→ Task data
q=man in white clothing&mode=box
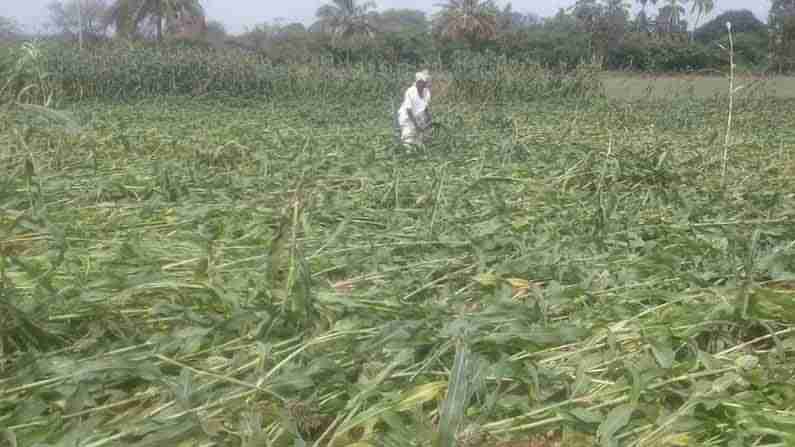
[398,71,431,147]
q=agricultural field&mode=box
[0,74,795,447]
[602,73,795,100]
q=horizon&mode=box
[0,0,770,35]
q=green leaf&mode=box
[649,339,675,369]
[597,404,635,447]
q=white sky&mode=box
[0,0,770,33]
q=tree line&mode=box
[0,0,795,72]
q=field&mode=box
[0,75,795,447]
[603,73,795,100]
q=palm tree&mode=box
[690,0,715,35]
[436,0,499,46]
[657,0,688,33]
[107,0,204,41]
[315,0,376,43]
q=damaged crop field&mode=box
[0,60,795,447]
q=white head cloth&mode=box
[415,70,431,82]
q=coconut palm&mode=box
[657,0,688,33]
[107,0,204,41]
[314,0,376,43]
[436,0,499,45]
[690,0,715,31]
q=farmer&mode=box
[398,70,431,147]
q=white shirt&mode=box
[398,84,431,126]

→ Exercise description
Format the items from the beginning through the line containing "[415,70,431,82]" as a Markdown table with the columns Row and Line, numbering each line and skipping blank ones. Leave the pictures out of the table.

→ In response
| Row | Line |
|---|---|
| 1 | q=man in white clothing&mode=box |
| 2 | [398,71,431,147] |
| 3 | q=agricultural field&mode=box |
| 4 | [0,74,795,447] |
| 5 | [602,73,795,100] |
| 6 | q=horizon&mode=box |
| 7 | [0,0,770,35] |
| 8 | q=green leaf&mode=box |
| 9 | [649,339,675,369] |
| 10 | [597,404,635,447] |
| 11 | q=white sky&mode=box |
| 12 | [0,0,770,33] |
| 13 | q=tree line&mode=box |
| 14 | [0,0,795,72] |
| 15 | q=field&mode=box |
| 16 | [0,75,795,447] |
| 17 | [603,73,795,100] |
| 18 | q=palm tree&mode=box |
| 19 | [690,0,715,35] |
| 20 | [436,0,499,46] |
| 21 | [657,0,688,33] |
| 22 | [107,0,204,41] |
| 23 | [315,0,376,43] |
| 24 | q=damaged crop field&mode=box |
| 25 | [0,60,795,447] |
| 26 | q=white head cloth&mode=box |
| 27 | [415,70,431,82] |